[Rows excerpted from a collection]
◇ ◇ ◇ ◇

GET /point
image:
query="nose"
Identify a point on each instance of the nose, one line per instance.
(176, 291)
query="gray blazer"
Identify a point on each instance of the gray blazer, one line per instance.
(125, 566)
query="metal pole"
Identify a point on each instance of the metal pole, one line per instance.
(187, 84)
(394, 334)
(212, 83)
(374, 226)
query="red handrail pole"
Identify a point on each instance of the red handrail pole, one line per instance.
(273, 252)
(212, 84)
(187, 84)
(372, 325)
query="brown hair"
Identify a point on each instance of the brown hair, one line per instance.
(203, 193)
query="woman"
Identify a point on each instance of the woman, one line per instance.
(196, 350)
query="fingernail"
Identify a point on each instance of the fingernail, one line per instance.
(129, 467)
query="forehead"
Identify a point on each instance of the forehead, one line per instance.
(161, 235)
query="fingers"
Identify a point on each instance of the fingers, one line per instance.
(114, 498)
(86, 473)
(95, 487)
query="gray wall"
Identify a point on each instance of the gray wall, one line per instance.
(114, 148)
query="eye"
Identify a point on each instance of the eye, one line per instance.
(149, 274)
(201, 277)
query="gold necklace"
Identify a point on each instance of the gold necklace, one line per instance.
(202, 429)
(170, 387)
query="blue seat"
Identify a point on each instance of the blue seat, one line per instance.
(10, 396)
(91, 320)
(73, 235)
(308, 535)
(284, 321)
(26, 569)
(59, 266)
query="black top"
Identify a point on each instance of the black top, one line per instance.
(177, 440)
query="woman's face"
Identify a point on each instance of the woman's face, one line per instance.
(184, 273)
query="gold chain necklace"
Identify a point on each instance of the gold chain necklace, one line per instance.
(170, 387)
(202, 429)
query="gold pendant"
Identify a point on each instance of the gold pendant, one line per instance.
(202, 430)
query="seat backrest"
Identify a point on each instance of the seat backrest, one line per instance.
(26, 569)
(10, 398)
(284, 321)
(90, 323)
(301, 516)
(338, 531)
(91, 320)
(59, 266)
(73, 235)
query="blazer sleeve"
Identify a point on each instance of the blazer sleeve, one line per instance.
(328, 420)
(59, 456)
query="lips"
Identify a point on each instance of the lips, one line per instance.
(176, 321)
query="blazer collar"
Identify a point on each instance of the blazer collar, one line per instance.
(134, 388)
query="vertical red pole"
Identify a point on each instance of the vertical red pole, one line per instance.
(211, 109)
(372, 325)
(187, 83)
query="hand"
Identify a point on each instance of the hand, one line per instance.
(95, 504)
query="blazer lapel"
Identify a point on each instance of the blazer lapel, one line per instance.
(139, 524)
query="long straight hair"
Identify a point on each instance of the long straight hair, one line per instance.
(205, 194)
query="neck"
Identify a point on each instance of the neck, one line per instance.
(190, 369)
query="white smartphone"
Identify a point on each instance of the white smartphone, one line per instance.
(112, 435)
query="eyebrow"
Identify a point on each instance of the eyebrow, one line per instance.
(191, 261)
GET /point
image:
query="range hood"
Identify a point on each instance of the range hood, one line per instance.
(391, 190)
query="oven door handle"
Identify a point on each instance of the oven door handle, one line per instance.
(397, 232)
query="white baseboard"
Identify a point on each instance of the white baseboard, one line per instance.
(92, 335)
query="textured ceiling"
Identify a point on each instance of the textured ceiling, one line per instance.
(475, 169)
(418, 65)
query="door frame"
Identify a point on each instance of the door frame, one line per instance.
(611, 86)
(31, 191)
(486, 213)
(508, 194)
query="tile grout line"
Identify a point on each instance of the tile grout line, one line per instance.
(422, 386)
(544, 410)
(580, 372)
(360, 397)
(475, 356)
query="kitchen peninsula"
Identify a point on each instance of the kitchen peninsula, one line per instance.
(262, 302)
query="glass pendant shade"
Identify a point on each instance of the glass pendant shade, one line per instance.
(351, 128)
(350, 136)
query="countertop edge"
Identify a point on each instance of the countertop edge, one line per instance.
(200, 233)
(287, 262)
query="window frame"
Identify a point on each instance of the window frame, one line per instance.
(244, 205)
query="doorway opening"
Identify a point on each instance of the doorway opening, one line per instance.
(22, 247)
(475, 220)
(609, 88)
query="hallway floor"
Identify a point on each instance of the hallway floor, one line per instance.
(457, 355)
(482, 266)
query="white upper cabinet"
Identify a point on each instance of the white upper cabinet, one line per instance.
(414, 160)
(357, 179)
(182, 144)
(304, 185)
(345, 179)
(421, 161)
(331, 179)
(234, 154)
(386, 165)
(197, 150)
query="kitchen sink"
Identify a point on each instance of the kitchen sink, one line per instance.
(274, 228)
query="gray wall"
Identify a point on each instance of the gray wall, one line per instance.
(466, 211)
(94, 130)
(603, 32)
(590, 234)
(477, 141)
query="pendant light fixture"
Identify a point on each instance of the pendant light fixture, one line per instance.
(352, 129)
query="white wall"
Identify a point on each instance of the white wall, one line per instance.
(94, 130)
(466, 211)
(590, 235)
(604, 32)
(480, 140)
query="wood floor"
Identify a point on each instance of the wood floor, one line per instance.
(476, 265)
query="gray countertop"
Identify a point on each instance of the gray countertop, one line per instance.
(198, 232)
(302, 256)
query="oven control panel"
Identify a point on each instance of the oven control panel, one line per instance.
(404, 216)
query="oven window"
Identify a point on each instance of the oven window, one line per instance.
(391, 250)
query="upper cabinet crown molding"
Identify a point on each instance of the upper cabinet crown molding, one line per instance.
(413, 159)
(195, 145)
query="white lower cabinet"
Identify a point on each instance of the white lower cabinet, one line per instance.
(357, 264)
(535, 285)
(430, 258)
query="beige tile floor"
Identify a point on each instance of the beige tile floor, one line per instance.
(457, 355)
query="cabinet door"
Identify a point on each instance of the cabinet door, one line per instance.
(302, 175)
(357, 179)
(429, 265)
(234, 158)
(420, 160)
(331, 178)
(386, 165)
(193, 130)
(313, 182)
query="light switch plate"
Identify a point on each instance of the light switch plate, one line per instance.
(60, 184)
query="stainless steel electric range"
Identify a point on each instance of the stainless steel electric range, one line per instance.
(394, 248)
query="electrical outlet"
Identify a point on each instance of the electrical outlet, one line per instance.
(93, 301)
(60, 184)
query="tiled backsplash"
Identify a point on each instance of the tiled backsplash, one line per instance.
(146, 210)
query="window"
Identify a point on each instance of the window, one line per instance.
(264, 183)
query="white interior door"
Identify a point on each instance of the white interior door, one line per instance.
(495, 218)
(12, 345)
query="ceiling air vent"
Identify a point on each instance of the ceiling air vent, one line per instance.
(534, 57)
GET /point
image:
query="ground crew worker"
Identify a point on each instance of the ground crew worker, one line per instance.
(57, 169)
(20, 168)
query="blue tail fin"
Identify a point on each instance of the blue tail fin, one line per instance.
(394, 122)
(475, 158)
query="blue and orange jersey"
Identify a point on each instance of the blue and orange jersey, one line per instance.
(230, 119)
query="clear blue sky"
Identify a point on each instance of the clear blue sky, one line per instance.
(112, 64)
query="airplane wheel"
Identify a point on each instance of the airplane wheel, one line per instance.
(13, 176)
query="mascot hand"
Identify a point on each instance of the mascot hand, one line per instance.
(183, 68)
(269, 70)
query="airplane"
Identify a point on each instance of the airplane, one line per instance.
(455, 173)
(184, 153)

◇ ◇ ◇ ◇

Locate every line of the rows that contains the word "sleeve" and copy each one out.

query="blazer sleeve"
Identify a point on each instance of the blazer sleeve, one line per instance.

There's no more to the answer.